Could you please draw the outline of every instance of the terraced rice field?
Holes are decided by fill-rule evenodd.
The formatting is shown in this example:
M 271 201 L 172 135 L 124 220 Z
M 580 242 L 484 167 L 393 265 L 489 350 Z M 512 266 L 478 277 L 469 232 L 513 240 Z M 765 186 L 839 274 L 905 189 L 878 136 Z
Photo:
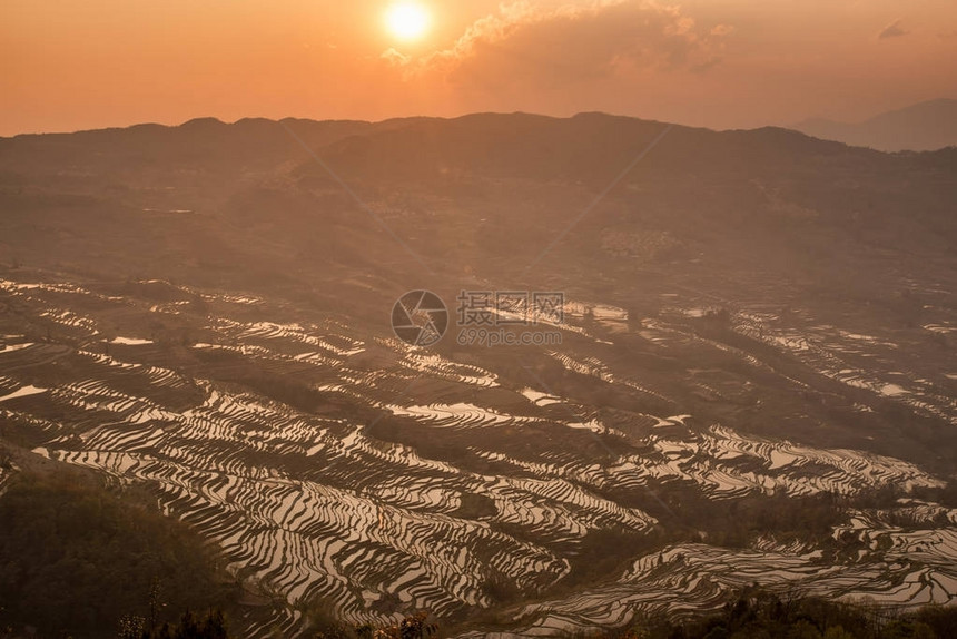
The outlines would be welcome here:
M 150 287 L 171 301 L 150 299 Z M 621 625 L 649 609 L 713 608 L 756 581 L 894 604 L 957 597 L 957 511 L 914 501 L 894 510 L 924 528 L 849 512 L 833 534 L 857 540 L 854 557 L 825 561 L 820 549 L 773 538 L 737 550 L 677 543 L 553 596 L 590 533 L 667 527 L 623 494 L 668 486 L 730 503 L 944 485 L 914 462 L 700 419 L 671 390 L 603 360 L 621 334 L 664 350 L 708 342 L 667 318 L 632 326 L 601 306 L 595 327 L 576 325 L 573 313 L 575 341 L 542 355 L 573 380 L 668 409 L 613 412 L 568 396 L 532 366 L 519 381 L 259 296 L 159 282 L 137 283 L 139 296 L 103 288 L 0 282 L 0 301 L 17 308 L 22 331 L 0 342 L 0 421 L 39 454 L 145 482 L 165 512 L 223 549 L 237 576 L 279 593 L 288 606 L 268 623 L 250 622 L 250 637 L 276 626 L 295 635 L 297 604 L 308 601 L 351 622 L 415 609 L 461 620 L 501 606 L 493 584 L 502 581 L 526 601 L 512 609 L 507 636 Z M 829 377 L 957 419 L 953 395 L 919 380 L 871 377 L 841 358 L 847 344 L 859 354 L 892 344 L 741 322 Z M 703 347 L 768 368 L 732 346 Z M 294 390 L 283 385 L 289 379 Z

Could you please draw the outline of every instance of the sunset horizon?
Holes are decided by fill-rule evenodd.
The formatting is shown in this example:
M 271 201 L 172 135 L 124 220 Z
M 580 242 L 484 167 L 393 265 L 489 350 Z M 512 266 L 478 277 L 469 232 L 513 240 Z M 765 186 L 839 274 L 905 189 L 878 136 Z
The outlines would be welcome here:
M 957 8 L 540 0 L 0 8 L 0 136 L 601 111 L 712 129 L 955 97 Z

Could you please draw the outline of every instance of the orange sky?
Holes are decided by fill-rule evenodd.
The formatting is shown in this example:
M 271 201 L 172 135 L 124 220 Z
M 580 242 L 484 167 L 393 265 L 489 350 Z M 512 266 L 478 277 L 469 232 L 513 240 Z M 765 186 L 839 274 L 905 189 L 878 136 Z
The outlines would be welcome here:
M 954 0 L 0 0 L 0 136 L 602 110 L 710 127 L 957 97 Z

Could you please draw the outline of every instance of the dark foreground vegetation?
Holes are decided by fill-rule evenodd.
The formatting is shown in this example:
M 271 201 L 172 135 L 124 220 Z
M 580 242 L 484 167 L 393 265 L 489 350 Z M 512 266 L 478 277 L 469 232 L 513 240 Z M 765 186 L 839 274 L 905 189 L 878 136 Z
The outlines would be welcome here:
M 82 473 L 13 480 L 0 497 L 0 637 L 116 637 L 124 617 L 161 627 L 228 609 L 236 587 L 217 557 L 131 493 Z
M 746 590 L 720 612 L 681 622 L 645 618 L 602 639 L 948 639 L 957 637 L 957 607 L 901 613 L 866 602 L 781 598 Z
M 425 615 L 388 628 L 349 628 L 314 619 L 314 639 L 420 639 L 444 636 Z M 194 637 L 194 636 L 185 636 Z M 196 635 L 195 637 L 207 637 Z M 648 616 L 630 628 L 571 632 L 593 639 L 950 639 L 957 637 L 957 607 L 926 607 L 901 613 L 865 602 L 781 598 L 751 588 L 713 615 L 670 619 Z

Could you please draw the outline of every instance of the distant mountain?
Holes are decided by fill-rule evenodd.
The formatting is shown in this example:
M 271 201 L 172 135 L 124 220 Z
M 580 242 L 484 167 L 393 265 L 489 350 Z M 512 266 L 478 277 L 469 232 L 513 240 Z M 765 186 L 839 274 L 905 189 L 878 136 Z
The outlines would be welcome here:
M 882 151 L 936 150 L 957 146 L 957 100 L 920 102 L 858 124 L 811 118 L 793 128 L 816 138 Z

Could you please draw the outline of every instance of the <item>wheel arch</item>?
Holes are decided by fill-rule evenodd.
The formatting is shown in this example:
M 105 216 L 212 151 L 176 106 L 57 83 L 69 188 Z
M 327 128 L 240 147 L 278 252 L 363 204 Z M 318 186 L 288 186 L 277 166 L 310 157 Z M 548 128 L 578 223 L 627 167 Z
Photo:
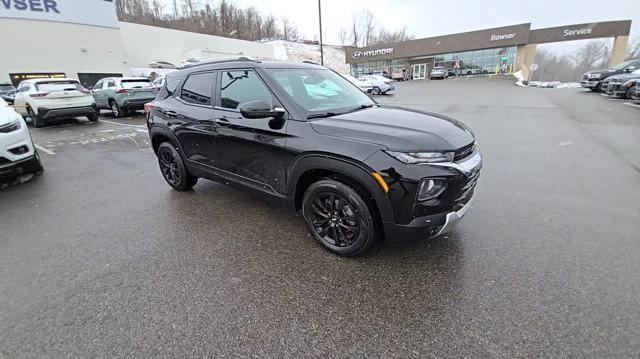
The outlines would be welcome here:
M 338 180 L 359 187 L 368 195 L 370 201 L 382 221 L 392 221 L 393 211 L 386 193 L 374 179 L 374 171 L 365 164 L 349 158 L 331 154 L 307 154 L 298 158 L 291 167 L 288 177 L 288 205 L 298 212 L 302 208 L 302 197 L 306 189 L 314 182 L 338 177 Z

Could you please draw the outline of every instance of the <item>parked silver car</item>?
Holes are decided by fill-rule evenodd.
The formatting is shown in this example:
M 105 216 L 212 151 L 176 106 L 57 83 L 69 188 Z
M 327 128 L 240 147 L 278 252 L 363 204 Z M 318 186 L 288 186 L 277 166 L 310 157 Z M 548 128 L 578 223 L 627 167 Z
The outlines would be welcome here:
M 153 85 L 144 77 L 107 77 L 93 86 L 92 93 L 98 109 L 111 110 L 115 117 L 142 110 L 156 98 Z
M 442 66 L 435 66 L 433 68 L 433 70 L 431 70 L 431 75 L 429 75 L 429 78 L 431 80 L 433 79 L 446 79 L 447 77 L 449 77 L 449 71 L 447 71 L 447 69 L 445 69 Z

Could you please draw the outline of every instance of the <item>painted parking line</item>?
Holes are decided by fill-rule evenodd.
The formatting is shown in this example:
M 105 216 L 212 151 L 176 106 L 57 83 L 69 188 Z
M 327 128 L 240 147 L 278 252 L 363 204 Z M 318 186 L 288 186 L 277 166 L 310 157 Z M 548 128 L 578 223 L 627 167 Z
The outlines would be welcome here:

» Stated goal:
Copy all the rows above again with "fill-rule evenodd" replaced by "the even-odd fill rule" wherever it appears, changing nothing else. Leave the pictures out.

» Result of this exercise:
Could you please draw the outline of every instance of the terraced rice field?
Holes are decided by the even-odd fill rule.
The formatting is shown in this example:
M 271 201 L 172 135 L 124 220 Z
M 580 242 L 484 167 L 393 265 L 489 350 Z M 512 266 L 478 277 L 469 232 L 513 240 Z M 765 186 L 839 274 L 905 189 L 878 136 Z
Photo:
The outlines would be welcome here:
M 150 287 L 171 301 L 150 299 Z M 621 625 L 649 609 L 713 608 L 756 581 L 894 604 L 957 597 L 957 511 L 914 501 L 894 510 L 924 528 L 849 512 L 833 534 L 857 540 L 854 557 L 825 561 L 820 549 L 773 538 L 737 550 L 677 543 L 553 596 L 590 533 L 667 527 L 623 494 L 668 486 L 730 503 L 944 485 L 914 462 L 700 419 L 671 390 L 603 360 L 621 334 L 664 350 L 708 342 L 667 318 L 632 326 L 601 306 L 595 327 L 576 325 L 573 313 L 575 341 L 542 355 L 573 380 L 668 409 L 613 412 L 568 396 L 532 366 L 519 381 L 259 296 L 159 282 L 137 283 L 139 296 L 103 288 L 0 282 L 0 301 L 17 308 L 22 331 L 0 342 L 0 421 L 39 454 L 145 482 L 165 512 L 223 549 L 237 576 L 279 593 L 288 606 L 268 623 L 250 622 L 250 637 L 276 626 L 295 635 L 297 604 L 308 601 L 351 622 L 415 609 L 461 620 L 501 606 L 493 584 L 502 581 L 526 601 L 512 609 L 507 636 Z M 829 377 L 957 419 L 953 395 L 919 380 L 871 377 L 841 358 L 847 344 L 859 354 L 892 344 L 741 322 Z M 703 347 L 768 368 L 732 346 Z M 294 390 L 283 385 L 289 379 Z

Could you please draw the outline of every instance of the sunset horizon?
Holes are decided by the even-odd fill rule.
The formatting is shown in this example:
M 271 201 L 172 135 L 124 220 Z
M 580 242 L 484 167 L 393 265 L 489 350 Z M 512 266 L 478 277 L 469 232 L 513 240 Z M 765 186 L 839 274 L 905 189 L 878 136 Z
The outlines would be welcome here:
M 957 8 L 540 0 L 0 8 L 0 136 L 601 111 L 712 129 L 955 97 Z

Could you please draw the outline of every instance of the orange sky?
Holes are decided by the even-odd fill rule.
The formatting is shown in this example:
M 271 201 L 172 135 L 124 220 Z
M 580 242 L 484 167 L 393 265 L 489 350 Z M 512 266 L 478 277 L 469 232 L 513 240 Z M 765 186 L 839 274 L 905 189 L 878 136 Z
The outlines would be welcome here:
M 954 0 L 0 0 L 0 136 L 602 110 L 710 127 L 957 97 Z

Could you please draw the outline of every instance of the dark foreground vegetation?
Holes are decided by the even-odd fill rule.
The formatting is shown in this example:
M 271 201 L 172 135 L 124 220 Z
M 580 242 L 484 167 L 393 265 L 489 350 Z M 512 266 L 478 277 L 469 232 L 513 240 Z M 765 186 L 839 274 L 905 189 L 878 136 Z
The outlines would be welcome here:
M 82 473 L 13 480 L 0 497 L 0 637 L 116 637 L 124 617 L 161 627 L 228 609 L 236 587 L 217 557 L 131 493 Z
M 746 590 L 720 612 L 681 622 L 645 618 L 602 639 L 948 639 L 957 637 L 957 607 L 901 613 L 866 602 L 781 598 Z
M 425 615 L 388 628 L 349 628 L 314 619 L 314 639 L 420 639 L 444 636 Z M 194 637 L 194 636 L 185 636 Z M 196 635 L 195 637 L 207 637 Z M 648 616 L 630 628 L 571 632 L 593 639 L 950 639 L 957 637 L 957 607 L 926 607 L 901 613 L 865 602 L 781 598 L 751 588 L 713 615 L 670 619 Z

Could you please draw the outline of every instance of the distant mountain?
Holes are decided by the even-odd fill rule.
The formatting is shown in this example:
M 271 201 L 172 135 L 124 220 Z
M 580 242 L 484 167 L 393 265 L 489 350 Z M 512 266 L 478 277 L 469 232 L 513 240 Z M 765 186 L 839 274 L 905 189 L 878 136 Z
The outlines would be welcome here:
M 882 151 L 936 150 L 957 146 L 957 100 L 920 102 L 858 124 L 811 118 L 793 128 L 816 138 Z

Could you please draw the outline of every instance of the <item>wheel arch</item>?
Holes are decided by the even-odd fill rule.
The formatting is shown in this example:
M 105 216 L 212 151 L 176 106 L 57 83 L 69 188 Z
M 327 128 L 240 147 L 278 252 L 363 204 Z M 318 186 L 288 186 L 277 166 L 310 157 Z M 548 128 L 578 223 L 627 167 Z
Photo:
The outlines would be welcome here:
M 338 180 L 359 187 L 368 195 L 370 201 L 382 221 L 392 221 L 393 211 L 386 193 L 374 179 L 374 171 L 365 164 L 349 158 L 331 154 L 307 154 L 298 158 L 291 167 L 288 177 L 288 205 L 298 212 L 302 208 L 302 197 L 306 189 L 314 182 L 338 177 Z

Could you please draw the outline of every instance of the <item>parked silver car</item>?
Holes are decided by the even-odd fill rule.
The formatting is shown in this example:
M 105 216 L 212 151 L 176 106 L 57 83 L 69 188 Z
M 327 128 L 240 147 L 278 252 L 363 204 Z M 318 186 L 288 186 L 277 166 L 310 157 Z M 548 128 L 578 223 L 627 167 Z
The outlines would be welcome here:
M 153 85 L 144 77 L 107 77 L 93 86 L 92 93 L 98 109 L 111 110 L 115 117 L 142 110 L 156 98 Z
M 442 66 L 435 66 L 433 68 L 433 70 L 431 70 L 431 75 L 429 75 L 429 78 L 431 80 L 433 79 L 446 79 L 447 77 L 449 77 L 449 71 L 447 71 L 447 69 L 445 69 Z

Could you please draw the outline of every instance of the <item>painted parking line</item>?
Holes are decided by the even-odd fill rule.
The formatting is shown in this example:
M 105 216 L 212 151 L 176 106 L 57 83 L 69 188 Z
M 327 128 L 240 147 L 278 252 L 363 204 Z M 318 186 L 288 186 L 277 166 L 310 157 Z M 548 128 L 578 223 L 627 167 Z
The outlines would be welcome here:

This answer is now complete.